> Work to complete: Repeat every record exactly as given.

[Records from a dataset]
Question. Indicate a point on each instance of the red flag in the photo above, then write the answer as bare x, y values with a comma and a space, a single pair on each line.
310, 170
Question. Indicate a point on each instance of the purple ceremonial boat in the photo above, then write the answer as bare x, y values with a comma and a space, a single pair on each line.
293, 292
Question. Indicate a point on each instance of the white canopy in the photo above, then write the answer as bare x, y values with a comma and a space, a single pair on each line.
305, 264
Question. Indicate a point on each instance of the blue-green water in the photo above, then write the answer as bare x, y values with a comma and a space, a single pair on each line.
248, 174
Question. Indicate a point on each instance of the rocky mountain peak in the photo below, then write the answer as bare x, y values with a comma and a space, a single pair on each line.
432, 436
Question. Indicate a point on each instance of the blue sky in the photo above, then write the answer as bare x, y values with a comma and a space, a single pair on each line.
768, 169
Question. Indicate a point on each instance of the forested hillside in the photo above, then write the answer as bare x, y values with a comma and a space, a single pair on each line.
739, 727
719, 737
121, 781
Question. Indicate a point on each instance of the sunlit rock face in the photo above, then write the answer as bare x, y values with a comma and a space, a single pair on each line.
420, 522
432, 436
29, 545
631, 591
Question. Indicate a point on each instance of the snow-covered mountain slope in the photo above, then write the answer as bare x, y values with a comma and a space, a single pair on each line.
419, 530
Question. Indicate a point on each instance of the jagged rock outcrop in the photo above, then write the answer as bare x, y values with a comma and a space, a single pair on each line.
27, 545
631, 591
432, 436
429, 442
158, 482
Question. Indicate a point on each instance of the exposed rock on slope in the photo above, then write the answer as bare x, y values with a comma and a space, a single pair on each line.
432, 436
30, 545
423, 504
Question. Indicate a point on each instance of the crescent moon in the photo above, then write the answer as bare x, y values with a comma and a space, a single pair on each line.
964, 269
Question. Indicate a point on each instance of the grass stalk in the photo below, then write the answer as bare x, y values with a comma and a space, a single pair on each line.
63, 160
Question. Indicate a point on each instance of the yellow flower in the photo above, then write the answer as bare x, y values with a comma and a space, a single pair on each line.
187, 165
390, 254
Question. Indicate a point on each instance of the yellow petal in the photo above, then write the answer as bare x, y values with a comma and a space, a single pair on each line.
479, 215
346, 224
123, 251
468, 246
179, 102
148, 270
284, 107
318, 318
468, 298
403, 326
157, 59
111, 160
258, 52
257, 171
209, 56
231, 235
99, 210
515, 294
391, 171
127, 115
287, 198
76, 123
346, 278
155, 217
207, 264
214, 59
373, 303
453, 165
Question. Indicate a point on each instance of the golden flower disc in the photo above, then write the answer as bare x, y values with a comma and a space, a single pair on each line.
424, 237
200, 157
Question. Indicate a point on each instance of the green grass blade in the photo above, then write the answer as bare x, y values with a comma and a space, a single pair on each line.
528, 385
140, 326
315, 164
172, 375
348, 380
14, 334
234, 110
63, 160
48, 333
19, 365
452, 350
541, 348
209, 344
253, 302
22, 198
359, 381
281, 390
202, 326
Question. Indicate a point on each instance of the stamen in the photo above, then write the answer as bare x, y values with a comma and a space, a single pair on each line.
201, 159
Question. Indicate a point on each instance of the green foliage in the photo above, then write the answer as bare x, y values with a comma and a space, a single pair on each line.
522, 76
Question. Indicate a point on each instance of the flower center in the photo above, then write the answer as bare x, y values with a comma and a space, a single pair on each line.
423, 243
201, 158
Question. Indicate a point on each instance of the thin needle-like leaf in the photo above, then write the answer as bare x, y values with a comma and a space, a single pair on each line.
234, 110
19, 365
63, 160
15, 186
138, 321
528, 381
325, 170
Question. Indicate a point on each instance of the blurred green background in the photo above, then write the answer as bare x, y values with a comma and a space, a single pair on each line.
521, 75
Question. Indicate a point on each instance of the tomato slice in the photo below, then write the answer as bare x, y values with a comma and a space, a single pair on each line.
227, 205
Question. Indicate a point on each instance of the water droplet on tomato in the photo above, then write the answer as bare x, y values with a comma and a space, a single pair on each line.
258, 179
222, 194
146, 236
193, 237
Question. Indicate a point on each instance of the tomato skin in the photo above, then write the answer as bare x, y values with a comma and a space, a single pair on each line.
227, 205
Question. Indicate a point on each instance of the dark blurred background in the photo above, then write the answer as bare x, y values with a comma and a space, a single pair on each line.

> Answer area:
Question. Indicate a point on each instance of the red flag in the photo above, then write the answer as bare x, y values with a comma and a space, a single pair on each line.
310, 170
Question. Indicate a point on each instance of the purple ceremonial boat in the photo above, then write the answer as bare x, y values with a comma and a space, a single pair on each line.
293, 292
Question. Indicate a point on each instance of the white canopy in the photo above, then write the answer as bare x, y values with a comma and a space, a single pair on each line.
305, 264
Question. Indicate a point on each instance of the blue-green water in the photo above, then write the answer as bare x, y values with a comma and a space, a single pair on each line.
248, 174
Question. Indicate a point on each instance of the rocky mountain peak in the photo below, then write the answer as bare x, y values with a comma and a space, a single pair on each line.
432, 436
Question. Indicate a point on each instance of the blue sky in the photo above, then write the answer as bare x, y values with a comma and a space, a single pair on each line.
768, 169
Question. Indicate a point on each instance of the forested hillside in the photo above, then write the answer as bare x, y values with a comma and a space, a single pair on each line.
739, 727
719, 737
121, 781
Question. Indicate a point on each instance of the sunlit rock face in the photo above, then write the answer as bare x, y values with a comma and a space, a single pair on each line.
420, 522
432, 436
29, 545
631, 591
Question. Indicate a point on each instance of the snow-covered mountain slope in the photo above, then write the answer as bare x, y values with a comma and a space, a single pair on each line.
419, 530
Question. Indicate a point on each instance of the jagged rock outcrop in the photo above, then write the answer as bare x, y values with a comma and a space, a single pair on each line.
27, 545
631, 591
432, 436
429, 442
158, 482
Question. Indicate a point on each instance of the exposed rock on slope in the photo above, then write the answer as bare x, y values with a comma and a space, a single pair on each line.
432, 436
30, 545
423, 504
Question. Indicate a point on each instance of the crescent moon in the photo above, then write the answer as bare x, y values with a comma and a space, a single pair on each line.
964, 269
Question. Indicate a point on each instance of the grass stalk in the photo below, then write the answer as bare x, y values with a comma and a space, a single pair on each line.
63, 160
Question. Indicate a point on each instance of the yellow flower in the photo above, then write the answer as bare x, y values with a comma and a space, a single pair on each line.
187, 165
390, 254
Question. Indicate a point on each instance of the yellow petal in the photo above, then write the answer as bare x, y values with a comma and a space, a single pair on each line.
479, 215
346, 224
123, 251
468, 246
179, 102
148, 270
284, 107
318, 318
468, 298
403, 326
157, 59
111, 160
258, 52
257, 171
209, 56
231, 235
99, 210
515, 294
391, 171
127, 115
287, 198
76, 123
346, 278
155, 217
207, 264
214, 59
373, 303
453, 165
Question. Indicate a point on each instance of the golden flower disc in the photo above, then write the answer as bare x, y values with a comma and a space, a single pair on each line.
424, 237
200, 157
Question. Indicate a point on each instance of the green grass blade in the photo above, then write the answer as bare x, y values with a comma and a space, a single pair on each line.
528, 385
140, 326
315, 164
172, 375
348, 380
14, 334
234, 110
63, 160
48, 333
19, 365
452, 350
541, 348
209, 344
253, 302
22, 198
359, 381
281, 390
202, 326
Question. Indicate a point on each instance of the stamen in the photo above, then write the answer as bare x, y values with a comma and a space, a single pair on each line.
201, 159
Question. Indicate a point on each instance of the green foliage in the photo above, then write the answer as bare x, y values with a comma and a space, a single pair on each line.
522, 76
Question. Indicate a point on each instance of the flower center in the photo above, then write the answer as bare x, y values with a comma and a space, a single pair on each line.
423, 243
201, 158
Question. Indicate a point on each instance of the thin needle-like leaf in the photo above, then write the answer as bare x, y values with a comma and a space, a single pair on each line.
234, 110
19, 365
63, 160
15, 186
138, 321
528, 381
325, 170
Question. Indicate a point on each instance of the blurred green background in the photo above, then write the answer as bare x, y values with a comma and a space, a single pair on each line.
521, 75
Question. Indicate a point on each instance of the tomato slice in the photo below, then write the answer as bare x, y values with a comma and a space, a single pair on each line.
227, 205
Question. Indicate a point on each instance of the water droplet on tomato in the photo above, then write the answer as bare x, y values with a comma and a space, a single pair on each line.
258, 179
222, 194
146, 236
193, 237
Question. Indicate a point on each instance of the tomato skin in the photo above, then write the answer as bare x, y values with a comma and a space, a single pair on each line.
227, 205
Question. Indicate a point on each instance of the dark blurred background in the photo above, then write the answer as bare x, y values with a comma and a space, a single pair on each line.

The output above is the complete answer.